§ **Passage given**
— start —

According to a 2007 Congressional Research Service report:

"Under both CSRS and FERS, Members of Congress are eligible for a pension at age 62 if they have completed at least five years of service. Members are eligible for a pension at age 50 if they have completed 20 years of service, or at any age after completing 25 years of service. The amount of the pension depends on years of service and the average of the highest three years of salary. By law, the starting amount of a Member's retirement annuity may not exceed 80% of his or her final salary."
Pay and Perquisites of Members of Congress, Including A History of House and Senate Salaries

8.  Nothing is more important than business.
Business should never be regulated. 
Laws and regulations are the rules by which society operates.  Without rules, we have chaos.  America's founding philosophy is that rules are essential and that no one is above the law.

Can you imagine the National Football League permitting two teams, with 22 players and a football, to play a game with no referees or rules at all? Like it or not, nearly every aspect of our lives has rules.  Yet capitalists think they should be exempt.

Some economists claim that any regulation stifles the "free market".  That's true, just as speed limits stifle speeders, and seat belts stifle death.  And it's a good thing.  We’ve seen what happens when we don’t regulate business:

Slavery, sweatshops, and child labor with no workplace health or safety requirements
Long and short-term environmental disasters
Poverty, homelessness, unemployment, mortgage foreclosures, predatory loans, and outright fraud caused by financial institutions
Corporate and business leaders have caused enough poverty, pain, and destruction.
Can you imagine what they could do if we eliminated all regulations?

Government should operate like a business. 
The purpose of business is to make a profit.  The purpose of government is to provide services for the public.  While government should be efficient and economical, profit should never be its motive.  The states of Kansas and Michigan, especially Flint, are perfect examples of what happens when government is run like a business.

— end —

§ **Goal 1**
List the separate lines in the passage that name what happens when business is not regulated.
§ **Goal 2**
Extend the passage on business and government from the point where it stops.

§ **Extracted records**
— start —

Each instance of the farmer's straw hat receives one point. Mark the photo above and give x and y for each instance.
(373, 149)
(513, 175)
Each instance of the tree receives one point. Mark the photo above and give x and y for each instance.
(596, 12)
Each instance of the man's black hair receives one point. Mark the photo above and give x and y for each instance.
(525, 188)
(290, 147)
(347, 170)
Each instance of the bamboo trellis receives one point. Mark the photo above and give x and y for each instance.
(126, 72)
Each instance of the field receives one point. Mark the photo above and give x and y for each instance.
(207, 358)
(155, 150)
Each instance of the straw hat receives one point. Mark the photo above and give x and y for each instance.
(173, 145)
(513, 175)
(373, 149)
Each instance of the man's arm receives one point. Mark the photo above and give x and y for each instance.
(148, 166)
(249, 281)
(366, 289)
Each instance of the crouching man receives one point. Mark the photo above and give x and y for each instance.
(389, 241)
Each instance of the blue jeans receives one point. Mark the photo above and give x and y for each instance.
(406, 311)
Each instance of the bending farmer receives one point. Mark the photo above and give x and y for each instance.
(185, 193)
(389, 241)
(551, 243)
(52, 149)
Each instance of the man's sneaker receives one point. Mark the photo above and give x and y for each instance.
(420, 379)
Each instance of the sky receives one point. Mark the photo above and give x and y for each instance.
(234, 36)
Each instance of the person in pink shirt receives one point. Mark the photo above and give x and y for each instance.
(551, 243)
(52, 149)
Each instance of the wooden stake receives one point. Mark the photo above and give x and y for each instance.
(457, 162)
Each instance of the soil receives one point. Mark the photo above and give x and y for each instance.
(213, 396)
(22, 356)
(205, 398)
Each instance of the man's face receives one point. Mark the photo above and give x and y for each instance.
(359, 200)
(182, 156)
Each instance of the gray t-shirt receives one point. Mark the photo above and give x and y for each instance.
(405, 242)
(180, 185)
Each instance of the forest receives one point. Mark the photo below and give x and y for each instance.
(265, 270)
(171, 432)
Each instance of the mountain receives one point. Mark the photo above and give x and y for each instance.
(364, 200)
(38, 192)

— end —

§ **Exercise result 1**
- Slavery, sweatshops, and child labor with no workplace health or safety requirements
- Long and short-term environmental disasters
- Poverty, homelessness, unemployment, mortgage foreclosures, predatory loans, and outright fraud caused by financial institutions

§ **Exercise result 2**
Trickle-down economics will save our economy.
The Laffer Curve and trickle-down economics is the notion that large tax cuts for corporations and extremely wealthy people will cause them to create jobs, and those benefits would “trickle down” to working families.  It was soundly discredited decades ago.  We've been cutting those taxes for 35 years now, and it hasn't happened yet.  Exactly when is this miracle going to start? 

Cheneybush brought us the largest tax cuts in history.  According to AmericanProgress.org, its job growth record from 2001 to 2007 was the worst since the Great Depression and those cuts cost us more than seven million jobs from 2007 to 2009.  

Republicans have been cutting taxes for 35 years.  If tax cuts created jobs, we would all have five great jobs by now.   They don't believe any of this stuff.  But they sure want you to fall for it.

They insist that tax cuts generate revenue.  Actually, the cheneybush tax cuts added $1.7 trillion to the national debt.  According to U.S Treasury reports, those cuts generated only one dollar for each ten dollars cut.  They are directly responsible for our current economic situation.

The only way to create jobs is to create demand for goods and services.  We do that by creating a massive infrastructure program, increasing wages, and increasing public assistance benefits.  It’s a very simple concept.  When people have money, they spend it.  And the businesses that provide those goods and services spend their revenue on more goods and services.  That spending creates jobs.  It’s the trickle-UP effect.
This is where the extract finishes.